[Box annotations for photos]
..............................

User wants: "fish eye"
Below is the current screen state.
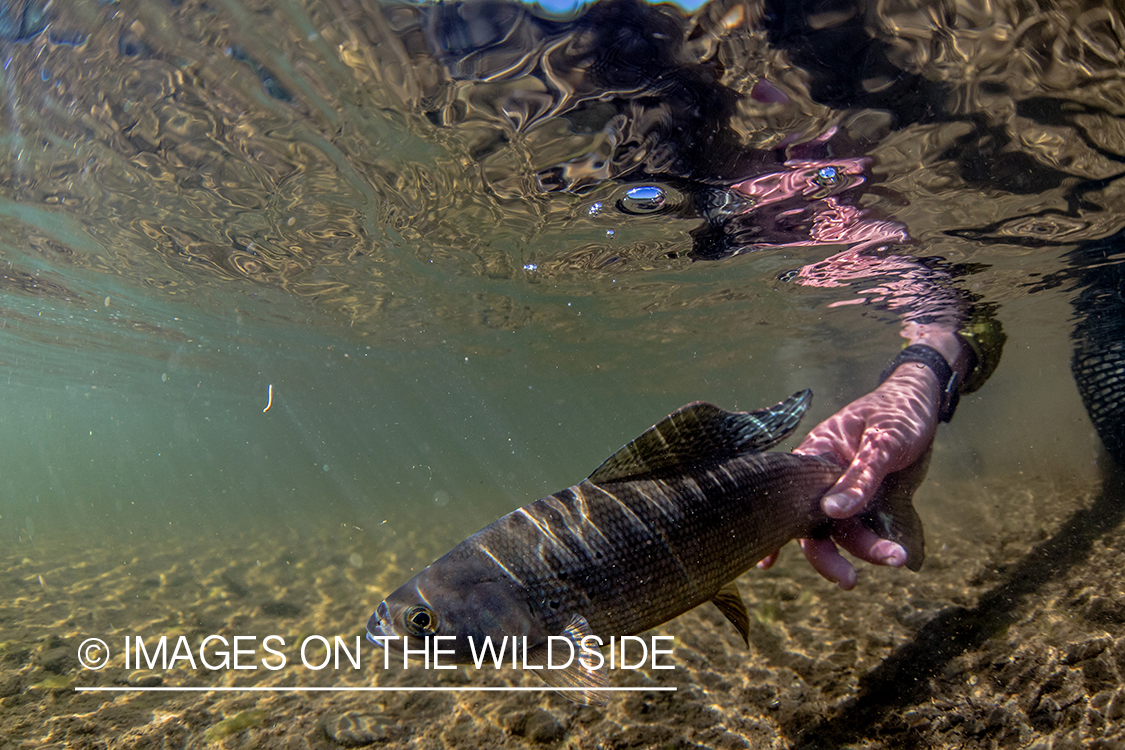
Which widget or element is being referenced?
[403,604,438,635]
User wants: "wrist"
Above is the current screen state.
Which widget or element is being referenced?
[879,344,961,422]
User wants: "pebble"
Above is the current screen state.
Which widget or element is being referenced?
[324,711,388,748]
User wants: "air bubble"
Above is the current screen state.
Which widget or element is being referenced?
[618,184,668,214]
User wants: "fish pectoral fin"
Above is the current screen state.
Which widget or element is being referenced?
[711,581,750,647]
[590,390,812,485]
[860,443,934,572]
[528,615,610,706]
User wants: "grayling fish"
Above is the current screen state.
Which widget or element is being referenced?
[367,390,924,703]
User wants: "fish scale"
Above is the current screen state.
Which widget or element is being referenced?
[367,390,925,703]
[497,453,840,635]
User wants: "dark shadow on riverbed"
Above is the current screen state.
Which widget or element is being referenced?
[782,457,1125,750]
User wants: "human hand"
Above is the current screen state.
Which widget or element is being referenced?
[758,362,942,590]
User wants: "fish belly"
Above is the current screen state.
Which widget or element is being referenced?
[475,453,840,638]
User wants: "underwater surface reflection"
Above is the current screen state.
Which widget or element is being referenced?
[0,0,1125,750]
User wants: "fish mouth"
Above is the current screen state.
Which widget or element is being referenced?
[367,602,395,648]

..............................

**Exercise aim**
Scale the entire listing above by 1.1. Reproduce every line, requests included, and multiply each box coordinate by 1.1, rounding to whole numbers with halves going up. Leave the pictures out of your answer.

**Final result**
User wants: "fish eye"
Below is the current screen state.
Which widget or element is being referenced?
[443,664,482,699]
User wants: "wrist"
Above is the current screen state.
Which widget or element is being referenced?
[967,378,1057,464]
User wants: "pebble"
Above is the current screen state.
Which widget or element is being referenced?
[356,782,427,823]
User wants: "air bubble"
Above is the current screen state.
Which widget or element is being referenced?
[680,202,735,235]
User wants: "fish pectoral fin"
Above is the current screen state.
Which widget or element is being referenced?
[782,639,825,712]
[649,429,893,534]
[946,487,1027,629]
[581,677,671,777]
User wants: "grayling fish"
Above is the current screen state.
Which widget or element is being referenced?
[404,429,1016,773]
User wants: "fish scale"
Above is the current screen state.
Which widget or element is being referenced?
[404,429,1018,773]
[547,498,924,699]
User wants: "dark shadow on riverbed"
Above is the current screen state.
Which widget or element is being referenced?
[860,503,1238,825]
User wants: "human hand"
Above is the current screen state.
Which widget or element is being referenced?
[834,398,1036,649]
User wants: "fish belly"
Above is the current screen state.
Which widget or element is being referenced?
[523,498,924,702]
User wants: "underwater surface reflection"
Above is the current screen state.
Which widget or element is being referenced?
[0,0,1238,825]
User wants: "fish mouth"
Above is the current screen state.
Which widget or element is being referenced?
[404,662,435,713]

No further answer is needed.